Outline records:
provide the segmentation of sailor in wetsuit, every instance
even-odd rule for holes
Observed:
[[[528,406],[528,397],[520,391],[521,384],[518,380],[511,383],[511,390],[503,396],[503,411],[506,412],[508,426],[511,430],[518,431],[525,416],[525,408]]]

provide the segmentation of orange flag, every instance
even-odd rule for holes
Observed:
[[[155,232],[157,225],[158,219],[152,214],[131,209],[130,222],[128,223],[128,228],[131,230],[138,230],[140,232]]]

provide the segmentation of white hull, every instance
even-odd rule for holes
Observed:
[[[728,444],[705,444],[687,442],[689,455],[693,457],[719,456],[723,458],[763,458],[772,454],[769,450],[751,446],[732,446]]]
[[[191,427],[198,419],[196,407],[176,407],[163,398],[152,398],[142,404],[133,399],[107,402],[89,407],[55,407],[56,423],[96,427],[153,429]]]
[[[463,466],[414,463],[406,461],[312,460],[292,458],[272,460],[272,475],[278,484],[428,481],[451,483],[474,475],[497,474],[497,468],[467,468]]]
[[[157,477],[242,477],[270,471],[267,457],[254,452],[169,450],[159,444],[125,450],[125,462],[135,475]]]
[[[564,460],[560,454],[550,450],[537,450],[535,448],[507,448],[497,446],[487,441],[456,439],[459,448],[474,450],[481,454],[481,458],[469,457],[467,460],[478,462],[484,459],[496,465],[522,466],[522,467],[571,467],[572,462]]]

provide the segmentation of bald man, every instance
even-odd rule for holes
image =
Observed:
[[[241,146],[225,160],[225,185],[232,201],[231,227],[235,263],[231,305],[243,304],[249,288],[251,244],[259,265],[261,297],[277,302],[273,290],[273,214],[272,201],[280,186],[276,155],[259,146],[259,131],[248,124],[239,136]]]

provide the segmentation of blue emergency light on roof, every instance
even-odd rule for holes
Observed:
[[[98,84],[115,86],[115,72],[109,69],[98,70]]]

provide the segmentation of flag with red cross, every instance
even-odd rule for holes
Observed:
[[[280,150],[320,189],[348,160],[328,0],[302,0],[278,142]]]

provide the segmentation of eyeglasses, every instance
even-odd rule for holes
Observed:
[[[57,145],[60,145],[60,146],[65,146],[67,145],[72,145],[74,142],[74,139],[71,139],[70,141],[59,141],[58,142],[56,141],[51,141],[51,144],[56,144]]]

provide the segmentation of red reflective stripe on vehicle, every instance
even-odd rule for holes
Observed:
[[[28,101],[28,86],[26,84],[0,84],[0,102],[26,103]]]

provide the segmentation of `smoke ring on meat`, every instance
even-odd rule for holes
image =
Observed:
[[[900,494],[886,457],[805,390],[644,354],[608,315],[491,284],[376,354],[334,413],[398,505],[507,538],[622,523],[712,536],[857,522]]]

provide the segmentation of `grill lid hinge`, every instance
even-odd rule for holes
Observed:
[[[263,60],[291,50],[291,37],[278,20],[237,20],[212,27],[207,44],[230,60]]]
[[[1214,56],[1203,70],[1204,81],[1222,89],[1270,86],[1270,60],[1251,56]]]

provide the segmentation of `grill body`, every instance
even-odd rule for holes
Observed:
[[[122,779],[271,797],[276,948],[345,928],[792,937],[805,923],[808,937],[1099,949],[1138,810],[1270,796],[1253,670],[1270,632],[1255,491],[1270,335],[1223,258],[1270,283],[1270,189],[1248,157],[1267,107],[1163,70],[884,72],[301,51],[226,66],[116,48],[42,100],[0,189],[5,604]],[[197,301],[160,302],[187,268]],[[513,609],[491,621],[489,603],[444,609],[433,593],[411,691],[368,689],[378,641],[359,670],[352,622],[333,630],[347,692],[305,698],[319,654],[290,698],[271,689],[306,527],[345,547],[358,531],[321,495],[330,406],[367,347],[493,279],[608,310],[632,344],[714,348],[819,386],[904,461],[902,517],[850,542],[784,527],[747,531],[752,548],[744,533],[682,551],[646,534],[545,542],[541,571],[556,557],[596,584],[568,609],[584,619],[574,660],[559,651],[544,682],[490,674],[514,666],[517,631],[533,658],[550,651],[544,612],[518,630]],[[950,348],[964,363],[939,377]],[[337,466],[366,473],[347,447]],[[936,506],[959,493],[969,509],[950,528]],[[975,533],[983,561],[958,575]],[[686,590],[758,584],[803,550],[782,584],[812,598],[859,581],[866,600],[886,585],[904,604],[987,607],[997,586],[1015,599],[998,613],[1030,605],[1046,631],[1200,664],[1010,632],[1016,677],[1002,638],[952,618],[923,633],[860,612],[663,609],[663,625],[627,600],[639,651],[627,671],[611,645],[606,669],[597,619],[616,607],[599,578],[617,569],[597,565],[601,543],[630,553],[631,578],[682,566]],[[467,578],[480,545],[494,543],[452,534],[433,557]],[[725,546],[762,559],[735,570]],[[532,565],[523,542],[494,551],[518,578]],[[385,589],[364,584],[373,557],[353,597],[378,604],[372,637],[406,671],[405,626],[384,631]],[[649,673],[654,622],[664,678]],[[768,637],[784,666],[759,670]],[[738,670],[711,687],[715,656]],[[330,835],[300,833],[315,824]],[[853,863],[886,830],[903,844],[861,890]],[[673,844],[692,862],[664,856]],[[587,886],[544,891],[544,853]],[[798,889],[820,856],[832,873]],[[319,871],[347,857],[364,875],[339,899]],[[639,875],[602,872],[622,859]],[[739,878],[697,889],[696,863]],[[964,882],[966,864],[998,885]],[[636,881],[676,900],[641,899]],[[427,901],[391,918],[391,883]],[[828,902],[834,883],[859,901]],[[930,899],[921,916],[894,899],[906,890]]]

Stated goal:
Please begin at the line in the material above that has "provide the segmentation of blue" and stop after the line that has "[[[28,101],[28,86],[26,84],[0,84],[0,102],[26,103]]]", copying every line in that span, but multiply each outline coordinate by 0.5 and round it to a whole number, with halves rounded up.

Output for this task:
provide the segmentation of blue emergency light on roof, every instance
even-odd rule for holes
Observed:
[[[49,42],[58,43],[58,36],[55,35],[49,35]]]

provide the segmentation of flag with red cross, every instance
even-odd rule for holes
Observed:
[[[140,75],[160,95],[174,80],[164,0],[151,0],[139,71]]]

provide the segmentation of eyeglasses, every instance
even-odd rule for holes
Observed:
[[[29,73],[30,73],[30,73],[33,73],[34,73],[36,73],[37,71],[37,70],[36,70],[35,71],[30,71],[29,71],[28,71],[26,71],[26,72],[28,72]]]

provide the segmentation of red reflective stripe on vehicle, every instance
even-odd rule for holes
Observed:
[[[14,51],[14,43],[13,42],[0,42],[0,51],[13,52]]]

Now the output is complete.